Items from a dataset
——
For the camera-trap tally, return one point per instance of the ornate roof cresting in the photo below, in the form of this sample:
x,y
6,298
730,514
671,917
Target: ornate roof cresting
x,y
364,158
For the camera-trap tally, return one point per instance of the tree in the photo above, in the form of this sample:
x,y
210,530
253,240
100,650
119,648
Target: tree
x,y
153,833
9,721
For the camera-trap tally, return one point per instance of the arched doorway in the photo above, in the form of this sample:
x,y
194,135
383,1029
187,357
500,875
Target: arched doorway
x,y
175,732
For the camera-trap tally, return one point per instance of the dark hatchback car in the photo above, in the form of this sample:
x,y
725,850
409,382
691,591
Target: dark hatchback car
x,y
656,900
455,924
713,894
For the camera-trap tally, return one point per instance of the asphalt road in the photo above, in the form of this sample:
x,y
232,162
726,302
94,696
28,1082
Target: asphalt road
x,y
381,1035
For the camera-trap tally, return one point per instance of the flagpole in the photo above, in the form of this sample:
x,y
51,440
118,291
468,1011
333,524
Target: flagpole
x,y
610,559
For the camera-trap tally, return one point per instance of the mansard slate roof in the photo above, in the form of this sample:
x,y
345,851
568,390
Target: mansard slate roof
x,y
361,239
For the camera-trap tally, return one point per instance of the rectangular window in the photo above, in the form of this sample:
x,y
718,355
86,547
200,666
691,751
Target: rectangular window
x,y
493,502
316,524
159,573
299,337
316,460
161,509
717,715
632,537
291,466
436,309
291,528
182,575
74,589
——
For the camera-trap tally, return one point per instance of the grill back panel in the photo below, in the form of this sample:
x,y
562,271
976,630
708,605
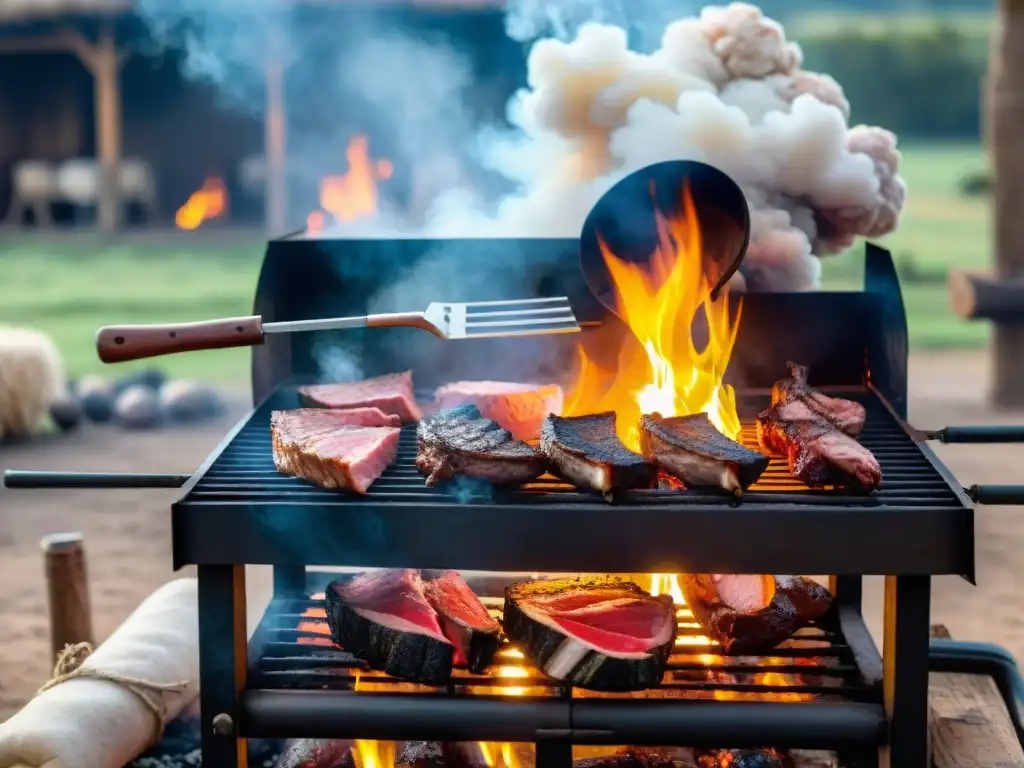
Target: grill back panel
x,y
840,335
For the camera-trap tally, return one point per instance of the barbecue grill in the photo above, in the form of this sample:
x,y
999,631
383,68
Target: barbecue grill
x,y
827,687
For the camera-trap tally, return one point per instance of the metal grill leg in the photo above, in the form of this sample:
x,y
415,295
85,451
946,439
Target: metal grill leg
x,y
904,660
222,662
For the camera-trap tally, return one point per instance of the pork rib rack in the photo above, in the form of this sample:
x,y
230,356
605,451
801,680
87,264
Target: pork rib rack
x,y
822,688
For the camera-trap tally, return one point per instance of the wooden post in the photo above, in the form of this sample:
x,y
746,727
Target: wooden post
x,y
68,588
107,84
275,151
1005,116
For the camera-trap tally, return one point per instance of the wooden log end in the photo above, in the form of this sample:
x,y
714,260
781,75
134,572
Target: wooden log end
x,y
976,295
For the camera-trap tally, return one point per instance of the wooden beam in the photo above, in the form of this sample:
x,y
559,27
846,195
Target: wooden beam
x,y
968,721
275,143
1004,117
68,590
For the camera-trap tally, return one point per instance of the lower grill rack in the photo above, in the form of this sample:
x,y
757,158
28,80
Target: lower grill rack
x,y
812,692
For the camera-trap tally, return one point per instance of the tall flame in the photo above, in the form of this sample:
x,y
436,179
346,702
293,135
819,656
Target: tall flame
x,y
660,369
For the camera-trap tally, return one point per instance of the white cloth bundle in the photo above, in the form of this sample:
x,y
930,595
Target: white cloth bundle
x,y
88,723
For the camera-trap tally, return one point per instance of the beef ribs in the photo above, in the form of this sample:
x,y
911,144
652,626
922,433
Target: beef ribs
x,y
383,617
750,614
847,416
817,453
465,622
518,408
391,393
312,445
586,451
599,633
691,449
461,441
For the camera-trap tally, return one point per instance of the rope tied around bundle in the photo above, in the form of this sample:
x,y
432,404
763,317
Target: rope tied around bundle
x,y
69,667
——
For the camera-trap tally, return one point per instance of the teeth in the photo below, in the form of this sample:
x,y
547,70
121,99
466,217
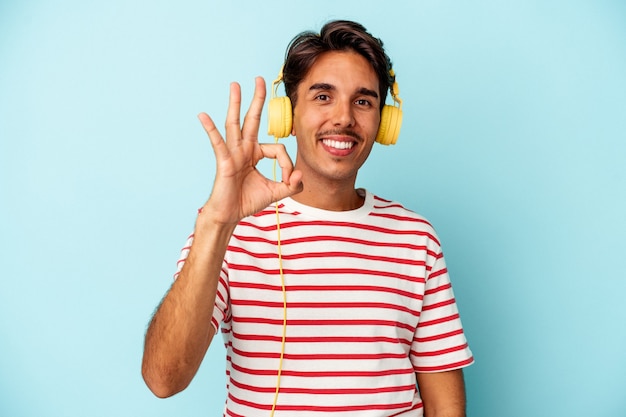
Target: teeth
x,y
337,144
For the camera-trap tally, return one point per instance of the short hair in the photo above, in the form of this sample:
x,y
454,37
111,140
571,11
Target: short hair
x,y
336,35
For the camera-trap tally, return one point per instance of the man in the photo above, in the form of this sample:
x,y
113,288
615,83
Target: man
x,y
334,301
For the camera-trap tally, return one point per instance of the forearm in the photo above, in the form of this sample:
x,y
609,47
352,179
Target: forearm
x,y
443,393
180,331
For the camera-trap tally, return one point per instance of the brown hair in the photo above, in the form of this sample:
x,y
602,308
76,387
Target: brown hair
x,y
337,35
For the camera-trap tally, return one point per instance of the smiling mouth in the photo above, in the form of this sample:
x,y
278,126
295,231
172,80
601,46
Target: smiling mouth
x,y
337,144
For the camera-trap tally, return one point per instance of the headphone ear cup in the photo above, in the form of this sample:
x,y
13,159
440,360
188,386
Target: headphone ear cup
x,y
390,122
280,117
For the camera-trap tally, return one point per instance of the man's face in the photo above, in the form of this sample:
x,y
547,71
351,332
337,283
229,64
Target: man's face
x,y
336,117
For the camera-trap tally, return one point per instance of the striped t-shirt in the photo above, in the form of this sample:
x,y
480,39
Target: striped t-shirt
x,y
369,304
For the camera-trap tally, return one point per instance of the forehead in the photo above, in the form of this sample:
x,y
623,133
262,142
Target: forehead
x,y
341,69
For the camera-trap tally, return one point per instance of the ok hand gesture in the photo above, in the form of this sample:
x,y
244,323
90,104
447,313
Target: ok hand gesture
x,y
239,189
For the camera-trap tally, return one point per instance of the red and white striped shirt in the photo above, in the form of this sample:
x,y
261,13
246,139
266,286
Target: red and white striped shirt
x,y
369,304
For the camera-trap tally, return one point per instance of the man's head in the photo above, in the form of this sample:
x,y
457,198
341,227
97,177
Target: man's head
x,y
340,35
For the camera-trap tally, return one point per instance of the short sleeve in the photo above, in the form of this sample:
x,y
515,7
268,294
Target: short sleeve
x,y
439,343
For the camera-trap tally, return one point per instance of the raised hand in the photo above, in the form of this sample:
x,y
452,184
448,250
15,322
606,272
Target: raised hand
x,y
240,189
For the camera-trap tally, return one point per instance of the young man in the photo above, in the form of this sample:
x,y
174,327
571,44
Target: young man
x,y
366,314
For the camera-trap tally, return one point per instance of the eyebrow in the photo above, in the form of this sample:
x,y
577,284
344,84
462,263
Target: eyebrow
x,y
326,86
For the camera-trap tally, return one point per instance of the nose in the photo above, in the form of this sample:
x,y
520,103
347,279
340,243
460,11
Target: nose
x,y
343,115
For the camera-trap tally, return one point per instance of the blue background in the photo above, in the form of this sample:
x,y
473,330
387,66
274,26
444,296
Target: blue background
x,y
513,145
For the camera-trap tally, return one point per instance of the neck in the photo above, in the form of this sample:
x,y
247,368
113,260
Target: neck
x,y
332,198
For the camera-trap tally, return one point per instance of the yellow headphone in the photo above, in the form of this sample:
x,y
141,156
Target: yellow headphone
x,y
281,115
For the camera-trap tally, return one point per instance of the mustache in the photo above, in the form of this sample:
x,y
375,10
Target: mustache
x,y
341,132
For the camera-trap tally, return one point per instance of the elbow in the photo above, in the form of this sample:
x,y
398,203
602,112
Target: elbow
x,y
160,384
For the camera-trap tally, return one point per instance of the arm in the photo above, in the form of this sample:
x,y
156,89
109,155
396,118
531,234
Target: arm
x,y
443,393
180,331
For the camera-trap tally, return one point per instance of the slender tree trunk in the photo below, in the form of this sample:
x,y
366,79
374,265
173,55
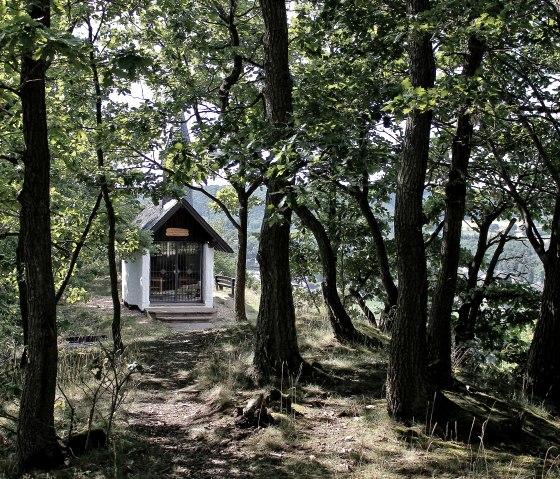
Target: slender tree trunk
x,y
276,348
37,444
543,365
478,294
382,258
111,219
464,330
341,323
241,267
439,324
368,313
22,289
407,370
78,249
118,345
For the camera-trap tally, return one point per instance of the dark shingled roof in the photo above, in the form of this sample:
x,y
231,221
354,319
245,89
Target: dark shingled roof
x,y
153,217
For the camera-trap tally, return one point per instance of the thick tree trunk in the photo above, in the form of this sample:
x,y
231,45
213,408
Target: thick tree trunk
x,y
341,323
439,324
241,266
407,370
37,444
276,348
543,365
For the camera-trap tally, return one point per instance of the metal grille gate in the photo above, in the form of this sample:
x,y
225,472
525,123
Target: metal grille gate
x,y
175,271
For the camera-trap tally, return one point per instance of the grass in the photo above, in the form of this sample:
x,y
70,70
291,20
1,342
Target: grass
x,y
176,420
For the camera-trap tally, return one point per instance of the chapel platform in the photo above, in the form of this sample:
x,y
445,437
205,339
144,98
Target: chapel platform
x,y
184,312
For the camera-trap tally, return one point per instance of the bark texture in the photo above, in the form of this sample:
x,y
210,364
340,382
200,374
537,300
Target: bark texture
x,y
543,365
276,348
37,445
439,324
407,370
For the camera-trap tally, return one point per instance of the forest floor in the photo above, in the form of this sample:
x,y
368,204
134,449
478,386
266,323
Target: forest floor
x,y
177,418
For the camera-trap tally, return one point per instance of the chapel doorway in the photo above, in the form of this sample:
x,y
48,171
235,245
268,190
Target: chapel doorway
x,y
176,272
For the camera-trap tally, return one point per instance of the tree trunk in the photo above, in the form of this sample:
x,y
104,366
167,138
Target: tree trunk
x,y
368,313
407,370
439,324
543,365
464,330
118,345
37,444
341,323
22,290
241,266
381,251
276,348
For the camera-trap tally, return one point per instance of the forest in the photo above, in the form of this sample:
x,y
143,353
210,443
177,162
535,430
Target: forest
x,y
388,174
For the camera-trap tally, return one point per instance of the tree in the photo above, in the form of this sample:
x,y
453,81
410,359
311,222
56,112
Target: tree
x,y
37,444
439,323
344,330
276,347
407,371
——
Pull out every line in the records above that contains the word "floor", matching case exactly.

For the camera-trap tally, return one point per instance of the forest floor in the photo above, in the form of this sample:
Target: forest floor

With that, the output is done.